WHAT YOU WILL DO
A. In the critique of the charter school finance report, condense the paragraph beginning "The study was funded by the Walton Foundation" into a shorter version that keeps its main facts.
B. Extend the critique of the charter school finance report, picking up after its final paragraph.

TEXT PROVIDED
++++++++
Answer Sheet: A Look at Whether Charter Schools Are Fiscal Threats to Local School Districts
Every month there are countless education reports and surveys and polls that are published and disseminated. Because many and likely most may have questionable methodologies and/or conclusions, I don’t ordinarily publish critiques of reports (though the National Center for Education Policy at the University of Colorado at Boulder routinely does, and you can learn a lot by reading their reviews).
But below is a critique of a new report on how charter schools affect the finances of public school districts. I am publishing this because the report being reviewed received publicity for its contention that charter schools don’t hurt the finances of public school districts and it was sent to policymakers — even though the data on which it is based does not support that conclusion. Some of this is technical, but the issue is an important one.
The report, “Robbers or Victims: Charter Schools and District Finances,” was published by the Thomas B. Fordham Institute, a conservative think tank that supports charter schools and standardized-test-based school reform.
The critique was written by Carol Burris, a former award-winning school principal who is now executive director of the Network for Public Education, a nonprofit advocacy group that opposes the expansion of charter schools and standardized-test-based reform. She has been chronicling school reform on this blog for years.
After the post is a comment from Mark Weber, whose work was the source material for the Fordham report, and a response from Fordham.
By Carol Burris
A recent study published by the Thomas B. Fordham Institute, titled “Robbers or Victims: Charter Schools and District Finances,” was rolled out with fanfare and sent to policymakers across the country. When the Fordham Institute sent out its mass email, its subject line read: “New report finds charter schools pose no fiscal threat to local districts.” That subject line is unsupported by its own flawed study.
The study was funded by the Walton Foundation and the Fordham Foundation, the Fordham Institute’s related organization. It is worth noting that the Fordham Foundation sponsors 11 charter schools in Ohio, for which it receives administrative fees, and the Walton Foundation is a major funder of charter schools.
The origins of the study, unacknowledged in the report, is author Mark Weber’s 2019 doctoral dissertation. Advocacy organizations are often accused of cherry-picking examples. With “Robbers and Victims,” Fordham cherry-picked a study on which to base its puffery. In a Fordham podcast and on his blog, Weber reports that Fordham approached him to author its report after they read his dissertation, which is composed of three papers, the first of which is the basis of the Fordham report. Weber is a public school teacher in New Jersey and instructor of public school finance at Rutgers University in New Jersey.
In both the dissertation and the report, Weber attempts to show the association between charter growth and districts’ finances in revenue and spending as charter schools expand. He found that in most cases in the states whose data he analyzed, revenue and expenditures either increased or stayed the same when the number of students attending charters located in the district went up. In all cases, there is no evidence of causation, just correlation.
++++++++
EXTRACTED INFORMATION
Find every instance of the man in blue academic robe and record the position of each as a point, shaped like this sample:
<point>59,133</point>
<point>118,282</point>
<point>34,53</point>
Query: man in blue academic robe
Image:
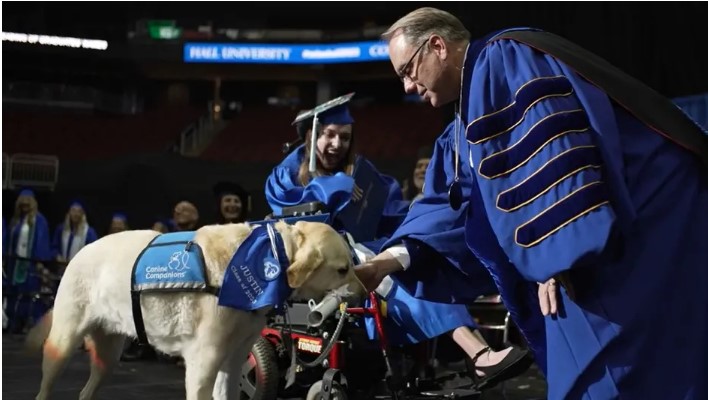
<point>412,319</point>
<point>582,178</point>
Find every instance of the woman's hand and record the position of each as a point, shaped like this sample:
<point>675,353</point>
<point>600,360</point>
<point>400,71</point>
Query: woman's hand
<point>357,193</point>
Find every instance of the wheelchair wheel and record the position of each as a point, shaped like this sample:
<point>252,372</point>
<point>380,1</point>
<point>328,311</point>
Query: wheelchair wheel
<point>259,374</point>
<point>337,392</point>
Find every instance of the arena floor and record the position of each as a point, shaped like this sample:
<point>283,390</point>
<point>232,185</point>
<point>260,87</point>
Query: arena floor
<point>153,380</point>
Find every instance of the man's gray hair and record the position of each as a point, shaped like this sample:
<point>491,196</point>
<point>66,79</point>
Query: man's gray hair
<point>418,25</point>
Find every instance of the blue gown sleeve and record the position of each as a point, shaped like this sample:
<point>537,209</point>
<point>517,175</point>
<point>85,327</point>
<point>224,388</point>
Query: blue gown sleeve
<point>549,185</point>
<point>442,267</point>
<point>283,189</point>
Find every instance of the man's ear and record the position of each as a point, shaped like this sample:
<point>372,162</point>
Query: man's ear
<point>300,270</point>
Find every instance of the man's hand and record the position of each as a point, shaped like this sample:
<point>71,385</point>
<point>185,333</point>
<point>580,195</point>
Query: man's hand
<point>372,272</point>
<point>548,297</point>
<point>548,292</point>
<point>357,193</point>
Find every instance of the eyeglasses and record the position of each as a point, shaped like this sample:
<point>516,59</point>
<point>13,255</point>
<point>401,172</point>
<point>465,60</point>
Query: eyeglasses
<point>405,72</point>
++++++++
PER-TASK ANSWERS
A. The Walton Foundation and the Fordham Foundation, which is the Fordham Institute's related organization, funded the study. The Fordham Foundation sponsors 11 Ohio charter schools and collects administrative fees from them, and the Walton Foundation is a major charter school funder.

B.
For those not familiar with the distinction, a correlation occurs when two observations follow the same trend line. It does not present evidence that one causes the other. The classic example is the correlation between ice cream sales and murder rates — both are higher during summer months in big cities and then drop as the weather gets cooler. Then, there are hilarious examples of spurious correlations that show the associations between such oddities as the age of Miss America and murders by steam, hot vapors and hot objects.
Yet, despite knowing better, Fordham latches onto the correlation and concludes that it appears charters do no financial harm to districts.
And in its news brief about the report, the National Alliance of Charter School Authorizers takes the claim one step further, saying: “Their findings show that if anything, increasing charter school enrollment has a positive fiscal impact on local districts.” That is false and misleading. “Impact” means that the study can support a causal inference. It clearly does not. But that is not the end of this study’s problems.
The critical question not posed
There is an obvious question that is neither posed nor answered. How do increases and decreases in district revenue and spending compare to districts without charters? Are the comparative rates higher, lower or the same?
I read the Fordham report and Weber’s dissertation three times in search of that answer or at least a discussion of the limitation. To ensure I was not misinterpreting the analysis, I emailed Bruce Baker of Rutgers University, a professor and national expert on school finance — and Weber’s dissertation adviser.
Baker acknowledged the absence of comparative data and then went one step further (quoted with his permission). He said: “Comparing districts experiencing charter growth with otherwise similar districts (under the same state policy umbrella) not experiencing charter growth is the direction I’ve been trying to push this with a more complicated statistical technique (synthetic control method).
“But even with that, I’m not sure the narrow question applied to the available imprecise data is most important for informing policy,” Baker said. “The point is that the entire endeavor of trying to use these types of data — on these narrowly framed questions — is simply a fraught endeavor and one that added complexity can’t really solve.”
Consider the following oversimplification of the problem. Between 2013 and 2018, national spending on K-12 education has increased 17.6 percent as states recovered from the Great Recession. That is the average. Spending increases in the states ranged from a 2 percent decrease in Alaska to a 35.5 percent increase in California. Vermont, with no charter schools at all, had an 18 percent increase in spending. If we look at this from a national perspective, it is a safe guess to expect that revenue followed an upward slope similar to spending. So did the proliferation of charter schools. And so, frankly, did my age.
Bad data and big limitations
The study rests on the measurement of what Weber refers to in his dissertation as “charter penetration,” which attempts to capture the increase in the percentage of students who attend “independent charter schools” in a district with such charter schools within it.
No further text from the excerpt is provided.